A forma de conceber o outro, diz respeito as nossas próprias dificuldades em conviver com as diferenças, em querer moldá-lo de acordo com aquilo que socialmente convencionou-se  como normal e aceitável. Por isso, incluir significa também desconstruir as barreiras e os preconceitos enraizados em nós mesmos.
Essas reflexões e ainda  o desconhecimento de muitas questões acerca da educação especial, impulsionaram o Grupo, em 20012, a buscar sua  formação  com o objetivo de discutir elementos subsidiários a proposta inclusiva e implantar no município redes de apoio favoráveis às condições de acessibilidade, organização do atendimento a alunos com n.e.e e formação docente que envolvesse acima de tudo, mudanças atitudinais.
2  A Divisão de Ensino Especial já existia no organograma da Secretaria Municipal da Educação, porém, só em 2001 ela é implementada.
Do investimento em nossa própria formação, algo que continuamos consolidando a cada dia e de todo envolvimento pessoal na superação de nossas próprias limitações na forma de conceber o outro, é que desenvolvemos o nosso trabalho sempre (re) dimensionando-o de acordo com a nossa realidade.
É  justamente nesse lócus privilegiado de interações, trabalhando no interior  de uma Secretaria Municipal da Educação, que recebemos na condição de órgão governamental, atribuições direcionadas a luta pelo reconhecimento da diversidade. Vale destacar que a rede municipal de ensino de Feira de Santana conta hoje com aproximadamente dois mil professores, distribuídos em 214 escolas, atendendo a um número de 58.795 alunos.
 Certamente esta é uma responsabilidade por demais complexa, pois como afirma KASSAR (2004, p. 60): “o desafio que se apresenta é a construção de uma escola que propicie uma mesma qualidade, que se revele na igualdade de oportunidades, sem demagogia, sem paternalismo e com responsabilidade”.
E, nessa perspectiva de rompimentos com as barreiras não apenas físicas mas também atitudinais, de cunho assistencialistas, dirigidas às pessoas com deficiência, que acabaram por se cristalizar mundialmente e por isso são sentidas também no âmbito local e mais especificamente educacional, é que nos lançamos ao desafio constante de contribuir com a visão prospectiva desses seres.

Uma história. Tantas histórias
A grande rotatividade de pessoas que solicitam encaminhamentos/intervenções da Secretaria acaba se constituindo em um universo significativo e imensuravelmente enriquecedor em nossas práticas.

**DADOS APRESENTADOS:**
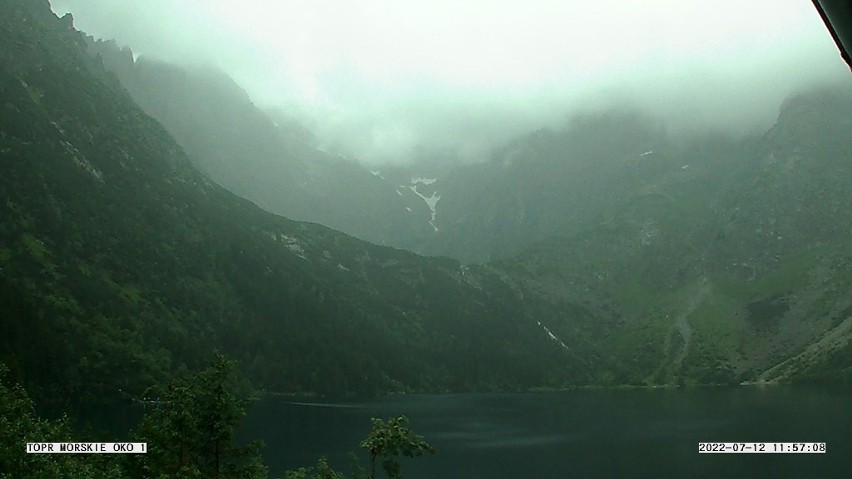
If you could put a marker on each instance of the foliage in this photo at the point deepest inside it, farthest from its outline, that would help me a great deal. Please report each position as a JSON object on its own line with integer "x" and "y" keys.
{"x": 191, "y": 432}
{"x": 321, "y": 471}
{"x": 389, "y": 439}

**ATIVIDADES PROPOSTAS:**
1) Traduza para o inglês esta frase do trecho sobre educação inclusiva: "A grande rotatividade de pessoas que solicitam encaminhamentos/intervenções da Secretaria acaba se constituindo em um universo significativo e imensuravelmente enriquecedor em nossas práticas."
2) Prossiga com o trecho sobre educação inclusiva, começando logo após a última frase que ele apresenta.

**RESPOSTAS POR ATIVIDADE:**
1) The high turnover of people who request referrals/interventions from the Secretariat ends up becoming a significant and immeasurably enriching universe in our practices.

2)
Dessa forma, elencamos inicialmente algumas vozes dos que, em contato com o nosso Grupo dão pistas de como se constitui o nosso trabalho. Relatos como os que vamos citar enche-nos de coragem na busca incessante pelas alternativas viáveis na condução do processo educativo daqueles que apresentam alguma deficiência, além de reafirmar nossa grande responsabilidade na condição de órgão gestor  desse processo.
Iniciamos com a fala de alguns pais, para nós,  bastante expressivas:
- Eu não quero a minha filha na Escola só por estar
Depoimento de mãe de aluna com a Síndrome de Rubinstein-Taybi, matriculada na 3ª série do ensino fundamental de uma escola regular do nosso município, avaliando a trajetória de sua filha e solicitando da Secretaria alguma intervenção.
Nessa escola foram desenvolvidas atividades de acompanhamento junto à professora da turma, que conseguiu fazer mediações favoráveis ao seu processo de alfabetização, tendo a aluna sido alfabetizada ao final do ano letivo.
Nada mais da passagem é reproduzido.